## [Directions]
Number the lines running from the line with "Pinpoint every instance of small" to the line with "[0,408,408,510]", both included, as a list, leaving out any blank lines.

## [Data for the task]

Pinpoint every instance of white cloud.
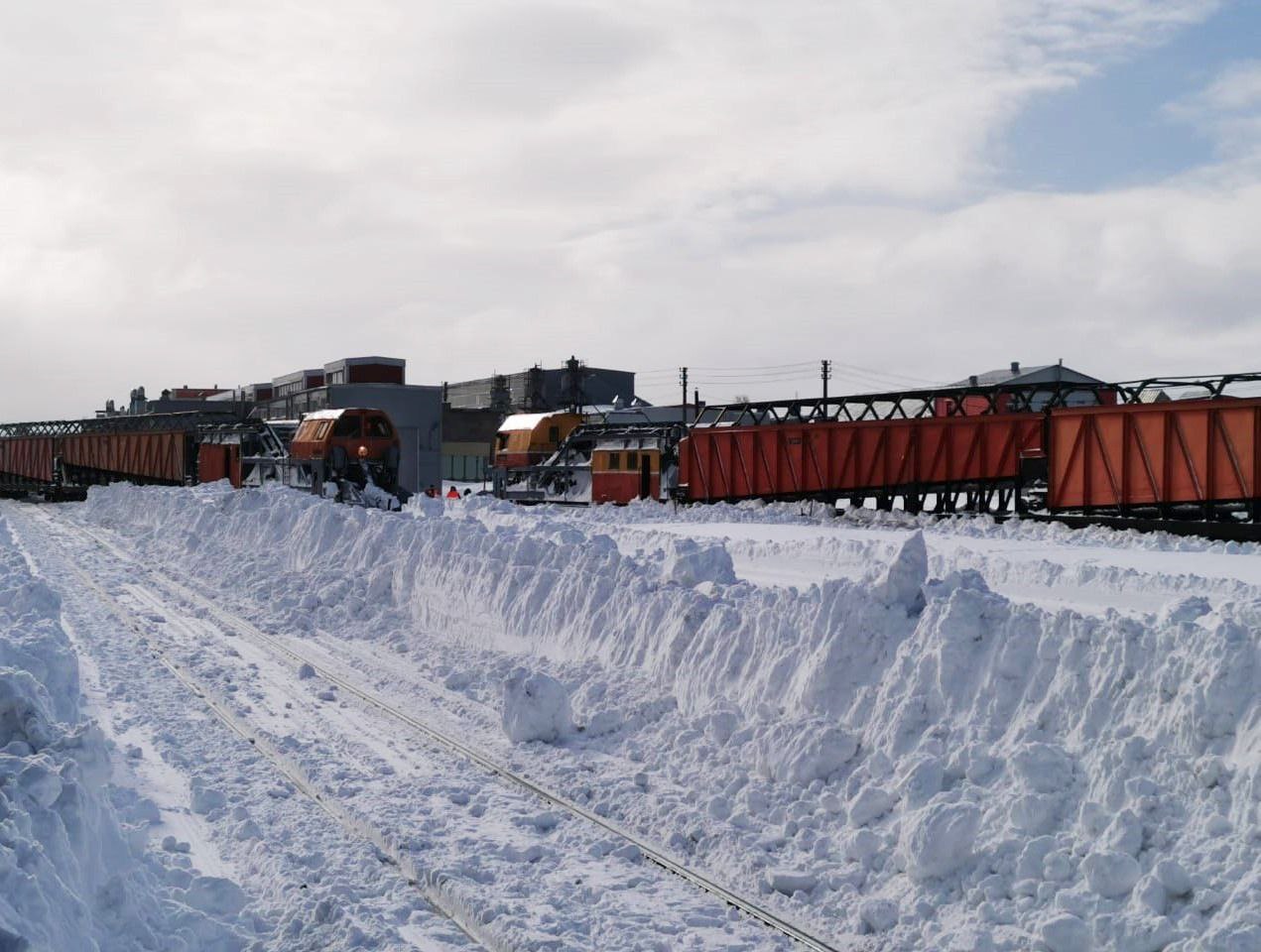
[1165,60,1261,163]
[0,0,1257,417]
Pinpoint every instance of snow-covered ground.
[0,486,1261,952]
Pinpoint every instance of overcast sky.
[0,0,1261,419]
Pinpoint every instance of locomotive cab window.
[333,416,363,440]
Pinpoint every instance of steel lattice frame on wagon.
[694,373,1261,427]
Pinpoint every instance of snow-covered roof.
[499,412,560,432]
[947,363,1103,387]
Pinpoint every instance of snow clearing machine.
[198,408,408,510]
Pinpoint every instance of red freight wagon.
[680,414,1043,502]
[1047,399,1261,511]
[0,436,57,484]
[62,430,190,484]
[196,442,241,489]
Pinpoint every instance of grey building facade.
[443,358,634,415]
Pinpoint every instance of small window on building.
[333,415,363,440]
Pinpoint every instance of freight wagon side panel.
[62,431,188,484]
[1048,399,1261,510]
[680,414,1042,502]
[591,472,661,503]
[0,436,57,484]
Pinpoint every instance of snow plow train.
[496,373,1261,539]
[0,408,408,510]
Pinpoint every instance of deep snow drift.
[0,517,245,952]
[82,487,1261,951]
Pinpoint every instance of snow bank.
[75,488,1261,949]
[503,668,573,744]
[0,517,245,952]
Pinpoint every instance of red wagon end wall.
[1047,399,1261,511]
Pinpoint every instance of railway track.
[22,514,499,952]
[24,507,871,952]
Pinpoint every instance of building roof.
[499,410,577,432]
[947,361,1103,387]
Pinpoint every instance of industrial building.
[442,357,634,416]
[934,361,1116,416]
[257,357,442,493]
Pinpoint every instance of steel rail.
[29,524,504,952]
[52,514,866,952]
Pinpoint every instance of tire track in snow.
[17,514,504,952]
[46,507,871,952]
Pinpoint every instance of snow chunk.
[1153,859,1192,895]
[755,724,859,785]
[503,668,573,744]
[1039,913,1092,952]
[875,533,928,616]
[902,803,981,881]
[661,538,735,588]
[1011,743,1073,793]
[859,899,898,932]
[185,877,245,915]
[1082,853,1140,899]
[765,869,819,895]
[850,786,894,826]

...

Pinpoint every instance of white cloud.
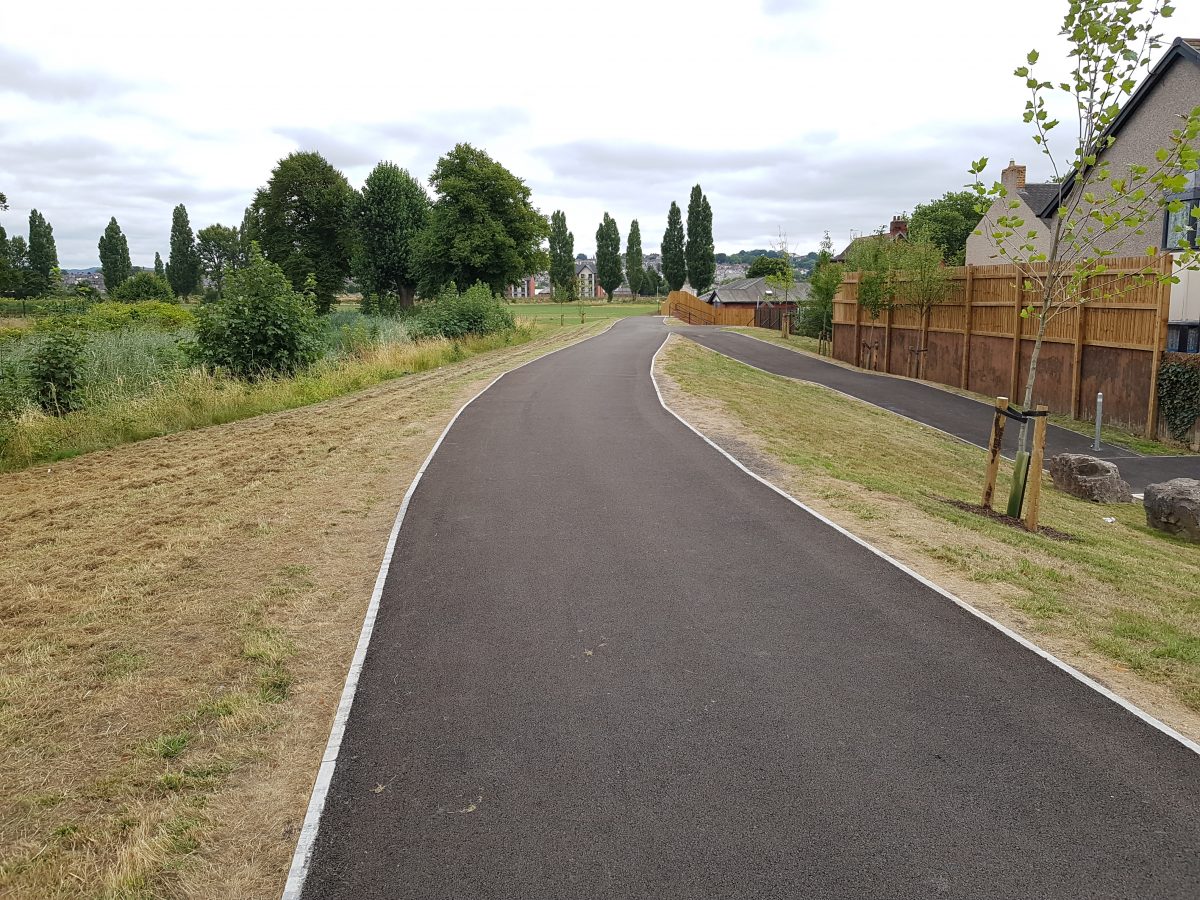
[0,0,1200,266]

## [Written answer]
1. Pinpoint every instance of small window on building.
2. [333,415,363,440]
3. Pinpoint every instance of freight wagon side panel.
4. [62,431,188,484]
5. [1048,399,1261,510]
6. [680,414,1042,502]
7. [591,472,661,503]
8. [0,436,57,484]
9. Pinpoint every instance of snow plow train.
10. [496,373,1261,539]
11. [0,408,408,510]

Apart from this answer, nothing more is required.